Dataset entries
+ + + +

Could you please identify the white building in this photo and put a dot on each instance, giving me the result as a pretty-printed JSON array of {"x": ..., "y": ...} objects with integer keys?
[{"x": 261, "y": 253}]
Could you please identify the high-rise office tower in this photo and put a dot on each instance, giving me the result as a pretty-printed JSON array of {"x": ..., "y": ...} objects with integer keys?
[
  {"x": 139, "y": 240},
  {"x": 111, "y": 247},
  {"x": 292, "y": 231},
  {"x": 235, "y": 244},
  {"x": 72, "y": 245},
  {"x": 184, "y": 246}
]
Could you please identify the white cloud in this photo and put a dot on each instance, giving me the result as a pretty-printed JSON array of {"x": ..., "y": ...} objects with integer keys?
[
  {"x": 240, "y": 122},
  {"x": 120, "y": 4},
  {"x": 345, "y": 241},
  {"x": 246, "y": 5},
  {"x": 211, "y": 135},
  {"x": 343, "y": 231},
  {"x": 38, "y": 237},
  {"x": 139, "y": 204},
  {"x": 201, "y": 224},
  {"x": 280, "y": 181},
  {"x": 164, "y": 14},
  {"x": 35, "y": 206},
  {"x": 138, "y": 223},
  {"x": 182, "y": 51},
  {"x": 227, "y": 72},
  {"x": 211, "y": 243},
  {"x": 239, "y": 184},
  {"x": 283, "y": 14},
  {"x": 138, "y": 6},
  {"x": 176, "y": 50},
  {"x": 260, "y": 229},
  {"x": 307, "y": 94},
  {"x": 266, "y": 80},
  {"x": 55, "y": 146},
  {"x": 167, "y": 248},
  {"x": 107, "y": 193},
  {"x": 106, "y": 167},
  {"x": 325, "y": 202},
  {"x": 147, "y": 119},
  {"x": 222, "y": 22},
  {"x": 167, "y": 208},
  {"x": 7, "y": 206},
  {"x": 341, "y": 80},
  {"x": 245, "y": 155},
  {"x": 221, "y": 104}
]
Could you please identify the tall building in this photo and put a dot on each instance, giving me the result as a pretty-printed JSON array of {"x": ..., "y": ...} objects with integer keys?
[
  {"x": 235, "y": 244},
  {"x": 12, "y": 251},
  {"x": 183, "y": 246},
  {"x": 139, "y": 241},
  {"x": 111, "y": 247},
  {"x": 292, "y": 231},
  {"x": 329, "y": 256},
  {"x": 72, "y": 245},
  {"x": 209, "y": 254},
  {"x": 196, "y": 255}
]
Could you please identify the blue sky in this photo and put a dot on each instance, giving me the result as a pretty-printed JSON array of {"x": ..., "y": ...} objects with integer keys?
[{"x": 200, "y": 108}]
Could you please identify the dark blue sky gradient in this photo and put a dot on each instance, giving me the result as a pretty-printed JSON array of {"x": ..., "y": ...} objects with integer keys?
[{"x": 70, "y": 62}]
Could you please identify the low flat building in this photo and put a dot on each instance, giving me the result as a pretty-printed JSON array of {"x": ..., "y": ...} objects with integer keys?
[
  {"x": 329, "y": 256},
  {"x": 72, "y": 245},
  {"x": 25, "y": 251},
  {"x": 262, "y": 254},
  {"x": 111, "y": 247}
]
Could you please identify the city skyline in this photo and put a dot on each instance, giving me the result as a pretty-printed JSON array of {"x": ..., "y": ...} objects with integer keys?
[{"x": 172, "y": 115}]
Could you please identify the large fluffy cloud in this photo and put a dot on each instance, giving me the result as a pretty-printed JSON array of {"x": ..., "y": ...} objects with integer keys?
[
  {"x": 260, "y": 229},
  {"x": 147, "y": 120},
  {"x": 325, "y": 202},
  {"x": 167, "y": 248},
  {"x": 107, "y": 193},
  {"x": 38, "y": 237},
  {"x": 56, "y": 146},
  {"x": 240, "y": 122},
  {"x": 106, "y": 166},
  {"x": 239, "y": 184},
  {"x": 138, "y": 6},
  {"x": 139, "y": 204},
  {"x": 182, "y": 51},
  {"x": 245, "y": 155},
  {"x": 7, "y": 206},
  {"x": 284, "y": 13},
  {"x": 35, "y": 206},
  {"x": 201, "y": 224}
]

+ + + +

> _Task brief_: In this exercise, give every record above again exactly.

> _Solved problem_:
Could you please identify the white building in this photo and put a dot on each instance, giving me the result as a pretty-printed JSON array of {"x": ..., "y": ...} objects with integer keys?
[{"x": 261, "y": 253}]
Could you please identify the high-rise office tower in this photo and put a dot on each instance, giving me the result as a pretty-printed JSON array of {"x": ..., "y": ...} objects with integer keys?
[
  {"x": 139, "y": 240},
  {"x": 111, "y": 247},
  {"x": 292, "y": 231},
  {"x": 235, "y": 244},
  {"x": 72, "y": 245},
  {"x": 184, "y": 246}
]
Could you please identify the white cloud in this photo and put a dot on each instance, giving me the result as a pretty-printed JSON array of {"x": ..., "y": ...} objects with integer keys?
[
  {"x": 240, "y": 122},
  {"x": 120, "y": 4},
  {"x": 345, "y": 241},
  {"x": 246, "y": 5},
  {"x": 211, "y": 135},
  {"x": 343, "y": 231},
  {"x": 38, "y": 237},
  {"x": 139, "y": 204},
  {"x": 201, "y": 224},
  {"x": 280, "y": 181},
  {"x": 164, "y": 14},
  {"x": 35, "y": 206},
  {"x": 138, "y": 223},
  {"x": 182, "y": 51},
  {"x": 227, "y": 72},
  {"x": 211, "y": 243},
  {"x": 239, "y": 184},
  {"x": 283, "y": 14},
  {"x": 138, "y": 6},
  {"x": 176, "y": 50},
  {"x": 260, "y": 229},
  {"x": 307, "y": 94},
  {"x": 266, "y": 80},
  {"x": 55, "y": 146},
  {"x": 167, "y": 248},
  {"x": 107, "y": 193},
  {"x": 106, "y": 167},
  {"x": 325, "y": 202},
  {"x": 147, "y": 119},
  {"x": 222, "y": 22},
  {"x": 167, "y": 208},
  {"x": 7, "y": 206},
  {"x": 341, "y": 80},
  {"x": 245, "y": 155},
  {"x": 221, "y": 104}
]
Could you please identify the tall building in this photo and put a dot on each instance, giving me the result as a pretty-printed JSON array of {"x": ..., "y": ...} objects with integer keys?
[
  {"x": 235, "y": 244},
  {"x": 12, "y": 251},
  {"x": 183, "y": 246},
  {"x": 139, "y": 241},
  {"x": 111, "y": 247},
  {"x": 292, "y": 231},
  {"x": 329, "y": 256},
  {"x": 72, "y": 245},
  {"x": 209, "y": 254},
  {"x": 196, "y": 255}
]
Could you please identify the blue sky in this photo and put a dot on each instance, giving me the result as a pretty-printed JSON array of {"x": ..., "y": ...} objects with integer keys?
[{"x": 200, "y": 108}]
Could you please identify the dark blue sky gradient in this photo and put a dot on each instance, giving me the result as a pretty-printed JSON array of {"x": ..., "y": ...} objects with integer keys?
[{"x": 70, "y": 62}]
Could you please identify the low flat building in this photo and put a dot on each instance, giving me the result as a pretty-printed JSON array of {"x": ..., "y": ...} objects with integer keys?
[
  {"x": 329, "y": 256},
  {"x": 72, "y": 245},
  {"x": 25, "y": 251},
  {"x": 262, "y": 254},
  {"x": 111, "y": 247}
]
Could you please identify the city skyline in this photo and put a dot on each instance, giving me the result as a pretty-printed JSON array of {"x": ..., "y": ...} objects with integer keys?
[{"x": 172, "y": 115}]
Could you please identify the large fluffy cloud in this photo and put a dot on each instance, giving me the result as a pretty-printed JSON array of {"x": ..., "y": ...} objects with integer keys?
[
  {"x": 260, "y": 229},
  {"x": 147, "y": 120},
  {"x": 325, "y": 202},
  {"x": 167, "y": 248},
  {"x": 107, "y": 193},
  {"x": 38, "y": 237},
  {"x": 56, "y": 146},
  {"x": 240, "y": 122},
  {"x": 106, "y": 166},
  {"x": 239, "y": 184},
  {"x": 138, "y": 6},
  {"x": 139, "y": 204},
  {"x": 182, "y": 51},
  {"x": 245, "y": 155},
  {"x": 7, "y": 206},
  {"x": 284, "y": 13},
  {"x": 35, "y": 206},
  {"x": 201, "y": 224}
]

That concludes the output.